ASSIGNMENT ▸
Each line of the data needs to be transcribed exactly.

DATA PROVIDED ▸

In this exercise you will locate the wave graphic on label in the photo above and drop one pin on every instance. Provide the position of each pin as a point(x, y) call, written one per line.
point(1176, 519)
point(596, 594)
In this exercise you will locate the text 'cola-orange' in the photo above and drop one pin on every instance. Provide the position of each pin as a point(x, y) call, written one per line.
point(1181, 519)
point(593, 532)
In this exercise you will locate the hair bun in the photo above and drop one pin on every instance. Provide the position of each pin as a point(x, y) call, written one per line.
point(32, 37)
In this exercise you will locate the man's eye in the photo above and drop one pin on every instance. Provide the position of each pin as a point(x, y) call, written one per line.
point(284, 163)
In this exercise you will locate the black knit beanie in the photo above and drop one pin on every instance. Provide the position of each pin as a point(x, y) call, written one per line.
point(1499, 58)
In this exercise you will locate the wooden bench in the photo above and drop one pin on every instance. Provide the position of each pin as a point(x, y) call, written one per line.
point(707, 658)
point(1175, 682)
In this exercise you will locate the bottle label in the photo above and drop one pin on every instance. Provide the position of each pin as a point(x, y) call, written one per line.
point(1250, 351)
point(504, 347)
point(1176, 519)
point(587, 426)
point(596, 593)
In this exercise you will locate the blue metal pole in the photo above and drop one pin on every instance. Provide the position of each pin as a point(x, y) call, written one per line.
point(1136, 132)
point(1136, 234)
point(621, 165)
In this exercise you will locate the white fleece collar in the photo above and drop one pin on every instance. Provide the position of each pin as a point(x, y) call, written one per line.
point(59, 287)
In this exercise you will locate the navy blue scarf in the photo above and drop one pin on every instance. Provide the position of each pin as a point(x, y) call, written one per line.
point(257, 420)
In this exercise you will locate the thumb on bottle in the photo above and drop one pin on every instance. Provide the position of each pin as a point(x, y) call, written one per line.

EXERCISE RESULT ▸
In this exercise you will locate the wave graphic on label in the photo above and drop one pin on every instance. Provide the position of each pin as a point(x, y) call, written one per line.
point(1176, 519)
point(596, 594)
In this exercise you will locate the text 'cola-orange' in the photo above and drop one pin on every instance. Provide the position of each pin as a point(x, y) call, written one per line.
point(1181, 519)
point(593, 532)
In this exercise you will locate the hair bun in the photo above and drop one pin on every instance. Provide the position of each pin as a point(x, y) call, written one per line.
point(32, 37)
In this exercise you will locate the man's eye in the photo above and drop one pin on every instance. Provide the position of each pin as a point(x, y) call, written one per line.
point(284, 163)
In this exercise you will locate the black knit beanie in the photo above and drop one pin on every instance. Provide the position of each pin as a point(x, y) call, written one per line.
point(1499, 58)
In this exercise you will locate the wooden bench in the photo above and drop one pin on every instance. Provide the position of each pin as a point(x, y) call, written one per line.
point(707, 658)
point(1175, 682)
In this exercise you will locate the bottle label in the photo above and drop one pin on every instance. Provide the position of each pin as a point(x, y) call, written one per line.
point(1250, 351)
point(504, 347)
point(1176, 519)
point(587, 426)
point(596, 593)
In this exercise you will locate the blue metal pole in the photo above and drop one pin on every instance. Provide the position of each pin as a point(x, y) call, written one per line.
point(1136, 132)
point(1136, 234)
point(621, 165)
In this exercise you will locate the white fleece collar in the photo above and drop one pin on every instance. Provide the position of each pin as a point(x, y) call, written one per line.
point(59, 287)
In this exercise you will locate the navy blue scarf in the photo above and drop one pin on every instance. Provide the position of each pin as a point(x, y) call, written one per line.
point(257, 420)
In this exercise you will locate the thumb on bottle in the photo above and drop one pin on every instance. Provide the position of each pin as a point(x, y) call, written one per line.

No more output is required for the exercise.